Please copy the records below line for line, leaving out the pictures.
● ● ●
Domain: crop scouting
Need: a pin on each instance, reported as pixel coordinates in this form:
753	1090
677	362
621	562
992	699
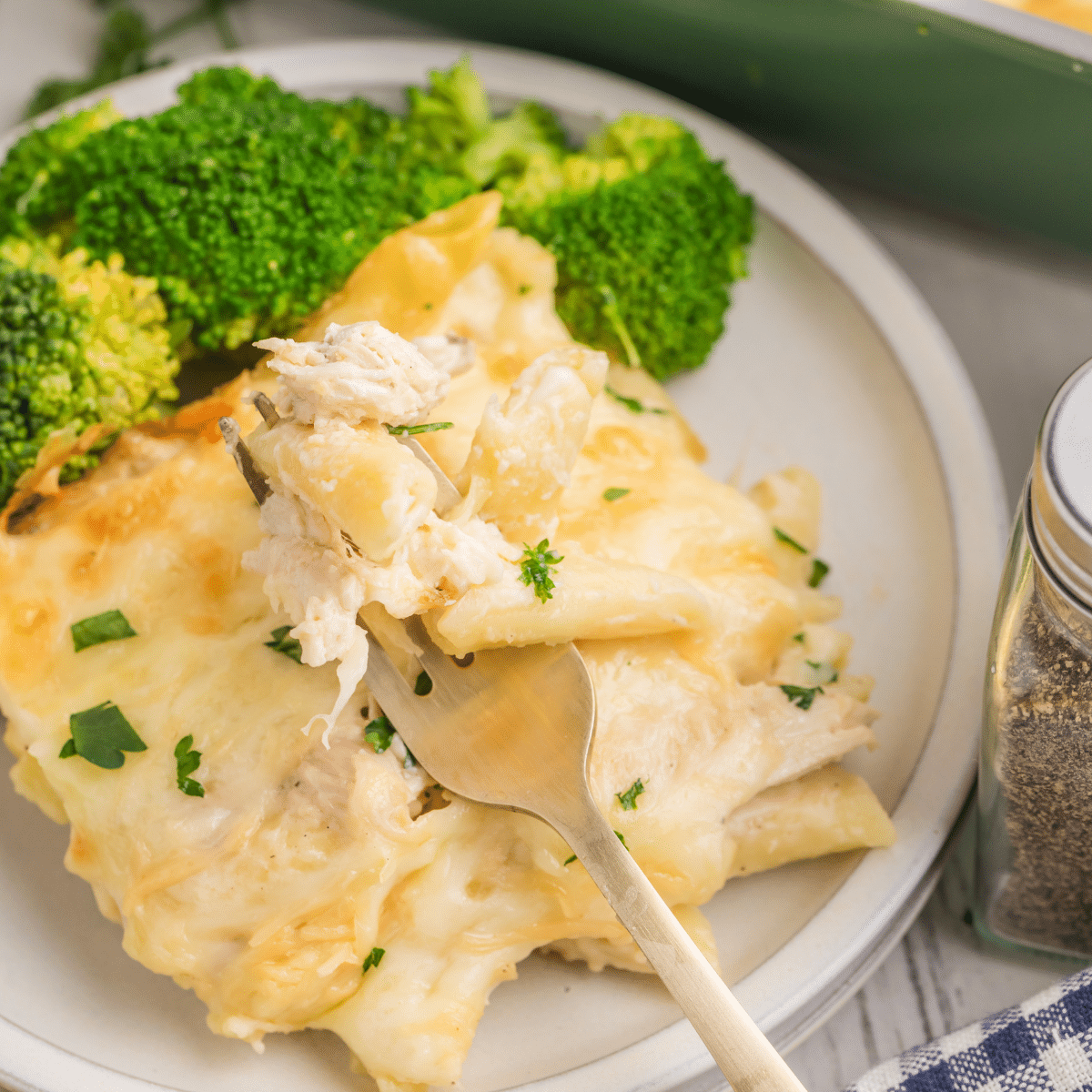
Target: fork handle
743	1054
● ● ●
*ANSWER*.
Domain: crop scouting
Need: a pin on each instance, reported as pixel coordinates in this form:
753	1090
677	362
621	562
992	699
Target: fork handle
743	1054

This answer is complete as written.